-- TASK PROMPT --
Repeat exactly the lines that run from the one containing "Camera-trap tally: mark every instance of the chandelier in" to the end of the data, and leave out all others.

(Records from a point labeling set)
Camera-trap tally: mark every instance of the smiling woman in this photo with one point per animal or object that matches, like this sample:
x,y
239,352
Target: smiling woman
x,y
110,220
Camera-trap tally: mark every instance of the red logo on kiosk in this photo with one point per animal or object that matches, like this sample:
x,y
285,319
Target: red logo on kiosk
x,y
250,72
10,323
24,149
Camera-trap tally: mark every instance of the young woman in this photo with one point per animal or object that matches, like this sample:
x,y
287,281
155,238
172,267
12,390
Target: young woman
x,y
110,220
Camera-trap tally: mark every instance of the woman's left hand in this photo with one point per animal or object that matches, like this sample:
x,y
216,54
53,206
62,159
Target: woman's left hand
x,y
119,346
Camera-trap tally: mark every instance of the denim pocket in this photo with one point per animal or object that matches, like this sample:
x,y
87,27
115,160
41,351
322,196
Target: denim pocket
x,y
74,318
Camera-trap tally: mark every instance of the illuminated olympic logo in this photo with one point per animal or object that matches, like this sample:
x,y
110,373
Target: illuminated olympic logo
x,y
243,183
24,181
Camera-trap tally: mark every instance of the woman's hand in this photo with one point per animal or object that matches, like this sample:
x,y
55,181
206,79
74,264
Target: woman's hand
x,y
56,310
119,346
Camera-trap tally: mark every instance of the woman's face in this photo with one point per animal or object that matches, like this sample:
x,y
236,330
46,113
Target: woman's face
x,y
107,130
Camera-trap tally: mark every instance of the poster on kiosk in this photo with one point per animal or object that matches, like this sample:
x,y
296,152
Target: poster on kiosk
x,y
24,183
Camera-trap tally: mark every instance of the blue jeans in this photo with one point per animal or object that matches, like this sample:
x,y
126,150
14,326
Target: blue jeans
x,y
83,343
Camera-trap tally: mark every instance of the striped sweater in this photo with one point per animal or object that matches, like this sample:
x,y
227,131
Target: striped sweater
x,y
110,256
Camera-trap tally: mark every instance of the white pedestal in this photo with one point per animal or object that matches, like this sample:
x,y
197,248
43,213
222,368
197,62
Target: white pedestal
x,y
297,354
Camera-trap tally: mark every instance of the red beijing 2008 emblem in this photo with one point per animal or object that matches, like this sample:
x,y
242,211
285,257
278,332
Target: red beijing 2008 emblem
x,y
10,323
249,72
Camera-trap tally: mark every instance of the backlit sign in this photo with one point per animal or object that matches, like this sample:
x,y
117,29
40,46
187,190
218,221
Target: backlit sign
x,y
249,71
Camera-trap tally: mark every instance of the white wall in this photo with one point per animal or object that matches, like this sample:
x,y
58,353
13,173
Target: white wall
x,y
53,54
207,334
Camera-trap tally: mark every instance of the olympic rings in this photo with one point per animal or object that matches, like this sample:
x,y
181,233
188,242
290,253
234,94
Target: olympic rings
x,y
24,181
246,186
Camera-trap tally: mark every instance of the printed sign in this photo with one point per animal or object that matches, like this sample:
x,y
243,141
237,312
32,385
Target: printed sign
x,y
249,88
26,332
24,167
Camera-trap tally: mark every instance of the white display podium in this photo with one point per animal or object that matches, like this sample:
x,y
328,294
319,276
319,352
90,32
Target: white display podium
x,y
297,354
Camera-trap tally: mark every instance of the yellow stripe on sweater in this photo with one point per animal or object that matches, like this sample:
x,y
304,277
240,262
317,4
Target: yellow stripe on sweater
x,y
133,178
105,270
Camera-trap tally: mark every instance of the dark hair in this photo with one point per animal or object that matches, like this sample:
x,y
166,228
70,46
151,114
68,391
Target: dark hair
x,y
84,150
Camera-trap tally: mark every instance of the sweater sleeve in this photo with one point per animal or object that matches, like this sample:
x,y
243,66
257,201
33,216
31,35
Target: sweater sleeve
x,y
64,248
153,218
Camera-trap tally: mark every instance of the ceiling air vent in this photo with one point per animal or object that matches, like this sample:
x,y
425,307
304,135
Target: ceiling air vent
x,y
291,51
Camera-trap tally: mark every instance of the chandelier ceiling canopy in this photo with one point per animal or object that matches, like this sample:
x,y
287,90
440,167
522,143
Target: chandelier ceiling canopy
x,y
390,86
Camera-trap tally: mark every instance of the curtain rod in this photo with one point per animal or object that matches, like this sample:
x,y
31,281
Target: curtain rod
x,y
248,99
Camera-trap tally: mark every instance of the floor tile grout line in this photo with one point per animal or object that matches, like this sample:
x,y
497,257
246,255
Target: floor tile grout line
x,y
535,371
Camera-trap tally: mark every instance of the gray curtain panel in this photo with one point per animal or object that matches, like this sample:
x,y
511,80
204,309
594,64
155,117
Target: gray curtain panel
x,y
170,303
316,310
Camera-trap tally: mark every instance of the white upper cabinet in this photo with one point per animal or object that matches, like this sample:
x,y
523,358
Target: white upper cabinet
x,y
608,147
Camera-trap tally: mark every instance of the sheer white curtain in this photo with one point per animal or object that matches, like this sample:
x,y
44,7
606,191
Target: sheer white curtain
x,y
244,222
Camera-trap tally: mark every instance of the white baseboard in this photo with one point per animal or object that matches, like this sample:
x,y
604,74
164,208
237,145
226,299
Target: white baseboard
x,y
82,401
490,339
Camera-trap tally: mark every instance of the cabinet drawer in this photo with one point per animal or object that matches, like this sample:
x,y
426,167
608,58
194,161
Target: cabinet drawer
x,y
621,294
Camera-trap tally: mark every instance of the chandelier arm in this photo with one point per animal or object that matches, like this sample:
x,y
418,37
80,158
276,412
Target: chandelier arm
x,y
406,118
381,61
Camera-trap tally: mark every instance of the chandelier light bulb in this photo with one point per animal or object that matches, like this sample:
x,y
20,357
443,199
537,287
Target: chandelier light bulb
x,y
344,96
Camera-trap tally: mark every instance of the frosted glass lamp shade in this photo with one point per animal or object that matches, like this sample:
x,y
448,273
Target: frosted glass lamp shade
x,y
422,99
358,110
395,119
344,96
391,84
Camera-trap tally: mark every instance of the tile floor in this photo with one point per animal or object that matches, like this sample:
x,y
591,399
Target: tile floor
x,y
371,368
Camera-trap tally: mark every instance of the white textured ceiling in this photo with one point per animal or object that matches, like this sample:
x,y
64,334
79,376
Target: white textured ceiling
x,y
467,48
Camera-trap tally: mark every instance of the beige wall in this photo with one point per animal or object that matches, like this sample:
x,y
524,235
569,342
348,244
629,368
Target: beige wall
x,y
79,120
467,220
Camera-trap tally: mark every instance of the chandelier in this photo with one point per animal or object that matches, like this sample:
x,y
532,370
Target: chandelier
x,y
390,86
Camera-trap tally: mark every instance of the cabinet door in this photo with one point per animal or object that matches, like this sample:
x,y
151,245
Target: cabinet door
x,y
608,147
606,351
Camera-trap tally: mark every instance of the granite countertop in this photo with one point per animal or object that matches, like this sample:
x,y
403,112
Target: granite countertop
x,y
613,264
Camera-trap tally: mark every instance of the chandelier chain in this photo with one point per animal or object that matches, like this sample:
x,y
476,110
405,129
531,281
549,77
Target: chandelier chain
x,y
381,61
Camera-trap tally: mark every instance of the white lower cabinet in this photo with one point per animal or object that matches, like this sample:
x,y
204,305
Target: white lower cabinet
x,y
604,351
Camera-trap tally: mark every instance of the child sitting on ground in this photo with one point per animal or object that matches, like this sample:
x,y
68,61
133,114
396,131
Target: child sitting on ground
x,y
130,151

-- ANSWER IN FULL --
Camera-trap tally: mark every instance of the chandelier in this photo with one point per animal or object that matches, like this sample:
x,y
532,370
Target: chandelier
x,y
390,86
Camera-trap tally: mark every instance of the cabinet door in this photo with one point per animal or object that matches, like this sample:
x,y
151,245
Target: cabinet door
x,y
608,147
606,351
Camera-trap tally: mark every instance of the granite countertop in this photo with one point per animal or object that matches, like this sample:
x,y
403,112
Target: granite countertop
x,y
613,264
Camera-trap tally: mark every instance of the chandelier chain in this photo with one point per animal or object that matches, like this sample:
x,y
476,110
405,129
531,281
549,77
Target: chandelier chain
x,y
381,61
Camera-trap tally: mark every instance of the white lower cabinet in this photo with one point per animal or object that matches, like this sample:
x,y
204,305
Target: white lower cabinet
x,y
604,351
Camera-trap tally: mark every instance of the child sitting on ground in this photo with one point per animal or object that matches, like this sample:
x,y
68,61
133,114
396,131
Target: child sitting on ground
x,y
130,151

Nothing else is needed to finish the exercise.